Exercise goal: Below are lines of data, and only some are wanted. Please repeat exactly those from the line that has "Expected: for every instance of the windshield" through the line that has "Expected: for every instance of the side mirror".

Provided entries:

┌──

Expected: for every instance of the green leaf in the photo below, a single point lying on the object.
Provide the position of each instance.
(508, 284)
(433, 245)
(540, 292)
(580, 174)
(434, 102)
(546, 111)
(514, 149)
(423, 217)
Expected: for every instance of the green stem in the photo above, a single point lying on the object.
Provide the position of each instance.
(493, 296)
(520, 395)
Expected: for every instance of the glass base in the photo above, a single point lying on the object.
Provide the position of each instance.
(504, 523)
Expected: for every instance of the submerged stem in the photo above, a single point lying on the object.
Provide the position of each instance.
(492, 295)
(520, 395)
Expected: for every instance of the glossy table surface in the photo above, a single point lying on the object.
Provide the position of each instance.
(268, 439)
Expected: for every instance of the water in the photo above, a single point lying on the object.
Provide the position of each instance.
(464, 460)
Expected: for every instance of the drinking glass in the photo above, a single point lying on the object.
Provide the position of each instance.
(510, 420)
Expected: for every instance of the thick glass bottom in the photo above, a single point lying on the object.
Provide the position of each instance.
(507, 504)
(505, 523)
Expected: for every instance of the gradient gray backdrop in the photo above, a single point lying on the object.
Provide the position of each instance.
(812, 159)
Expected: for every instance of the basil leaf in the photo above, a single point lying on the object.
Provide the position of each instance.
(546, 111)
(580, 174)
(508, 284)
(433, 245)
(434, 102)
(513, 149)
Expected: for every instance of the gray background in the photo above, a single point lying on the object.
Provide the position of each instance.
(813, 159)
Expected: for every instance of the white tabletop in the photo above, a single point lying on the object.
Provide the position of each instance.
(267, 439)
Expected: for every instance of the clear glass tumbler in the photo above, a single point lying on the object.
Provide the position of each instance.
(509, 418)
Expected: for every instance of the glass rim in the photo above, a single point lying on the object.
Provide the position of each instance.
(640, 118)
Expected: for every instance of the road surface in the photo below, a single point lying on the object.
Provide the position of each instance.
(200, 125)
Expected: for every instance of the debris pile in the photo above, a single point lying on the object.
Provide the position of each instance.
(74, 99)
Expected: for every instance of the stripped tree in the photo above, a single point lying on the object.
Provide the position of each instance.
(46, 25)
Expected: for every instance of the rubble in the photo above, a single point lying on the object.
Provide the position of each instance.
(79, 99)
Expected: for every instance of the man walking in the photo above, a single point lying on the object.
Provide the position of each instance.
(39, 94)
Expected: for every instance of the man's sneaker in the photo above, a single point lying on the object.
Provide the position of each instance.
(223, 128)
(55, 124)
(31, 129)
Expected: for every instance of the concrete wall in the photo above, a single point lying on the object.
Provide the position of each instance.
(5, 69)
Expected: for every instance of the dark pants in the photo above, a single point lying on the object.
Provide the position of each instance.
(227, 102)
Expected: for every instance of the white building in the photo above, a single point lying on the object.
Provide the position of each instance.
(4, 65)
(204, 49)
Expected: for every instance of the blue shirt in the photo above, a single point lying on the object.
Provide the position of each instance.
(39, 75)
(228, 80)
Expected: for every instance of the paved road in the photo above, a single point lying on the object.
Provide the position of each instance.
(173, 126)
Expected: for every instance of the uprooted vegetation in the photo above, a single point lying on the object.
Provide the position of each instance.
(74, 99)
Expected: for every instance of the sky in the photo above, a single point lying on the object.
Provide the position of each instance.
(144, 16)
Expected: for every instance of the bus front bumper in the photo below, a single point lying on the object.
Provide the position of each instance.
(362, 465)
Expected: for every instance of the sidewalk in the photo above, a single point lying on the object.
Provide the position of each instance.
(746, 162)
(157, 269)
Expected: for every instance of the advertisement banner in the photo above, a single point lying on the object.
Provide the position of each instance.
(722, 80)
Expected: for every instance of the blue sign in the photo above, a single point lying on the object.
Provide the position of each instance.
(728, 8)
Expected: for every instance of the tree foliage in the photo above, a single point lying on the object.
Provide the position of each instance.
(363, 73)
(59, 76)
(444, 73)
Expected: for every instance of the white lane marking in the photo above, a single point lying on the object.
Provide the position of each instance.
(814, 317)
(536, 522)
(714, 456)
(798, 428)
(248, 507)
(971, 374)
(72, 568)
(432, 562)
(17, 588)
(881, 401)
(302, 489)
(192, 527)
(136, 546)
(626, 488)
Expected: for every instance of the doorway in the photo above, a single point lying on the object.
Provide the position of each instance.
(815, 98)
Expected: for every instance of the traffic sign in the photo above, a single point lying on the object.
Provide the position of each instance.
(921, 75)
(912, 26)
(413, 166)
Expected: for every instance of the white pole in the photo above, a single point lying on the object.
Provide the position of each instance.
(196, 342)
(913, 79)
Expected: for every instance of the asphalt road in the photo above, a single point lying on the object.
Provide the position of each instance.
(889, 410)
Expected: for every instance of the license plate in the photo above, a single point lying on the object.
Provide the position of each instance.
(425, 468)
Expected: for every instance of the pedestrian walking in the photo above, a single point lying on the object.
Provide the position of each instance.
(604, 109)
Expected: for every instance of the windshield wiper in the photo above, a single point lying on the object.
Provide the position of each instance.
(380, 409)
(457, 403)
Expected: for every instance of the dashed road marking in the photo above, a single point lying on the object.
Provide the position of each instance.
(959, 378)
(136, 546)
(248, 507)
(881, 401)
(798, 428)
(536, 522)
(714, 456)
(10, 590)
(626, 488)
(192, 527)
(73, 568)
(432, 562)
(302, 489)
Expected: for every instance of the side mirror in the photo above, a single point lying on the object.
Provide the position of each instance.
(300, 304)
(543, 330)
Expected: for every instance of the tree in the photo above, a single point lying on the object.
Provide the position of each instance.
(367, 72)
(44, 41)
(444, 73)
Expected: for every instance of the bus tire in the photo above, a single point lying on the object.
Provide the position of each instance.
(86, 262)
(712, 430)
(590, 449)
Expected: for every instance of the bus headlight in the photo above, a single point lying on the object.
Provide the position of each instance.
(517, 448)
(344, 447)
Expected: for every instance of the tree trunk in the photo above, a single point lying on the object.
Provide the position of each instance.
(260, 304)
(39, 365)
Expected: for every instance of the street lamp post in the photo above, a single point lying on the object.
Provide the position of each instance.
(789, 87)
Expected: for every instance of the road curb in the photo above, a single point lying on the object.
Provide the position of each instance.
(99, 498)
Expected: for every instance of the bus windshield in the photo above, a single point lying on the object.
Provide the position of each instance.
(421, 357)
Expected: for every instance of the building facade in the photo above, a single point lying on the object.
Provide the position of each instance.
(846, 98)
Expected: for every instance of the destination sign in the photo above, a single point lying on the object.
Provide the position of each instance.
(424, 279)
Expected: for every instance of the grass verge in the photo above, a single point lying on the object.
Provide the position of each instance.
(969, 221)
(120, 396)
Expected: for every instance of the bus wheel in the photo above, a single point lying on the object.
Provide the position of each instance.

└──

Result:
Expected: for every instance of the windshield wiper in the photo above, a single point lying on the object.
Provide the position of each instance.
(380, 409)
(457, 403)
Expected: for every instance of the dashed road marking in the photo above, a single point lying on the object.
Provide the position of each instance.
(959, 378)
(136, 546)
(248, 507)
(881, 401)
(798, 428)
(536, 522)
(714, 456)
(10, 590)
(626, 488)
(192, 527)
(73, 568)
(432, 562)
(302, 489)
Expected: for every instance of the side mirror in the photo above, a single point lying on the object.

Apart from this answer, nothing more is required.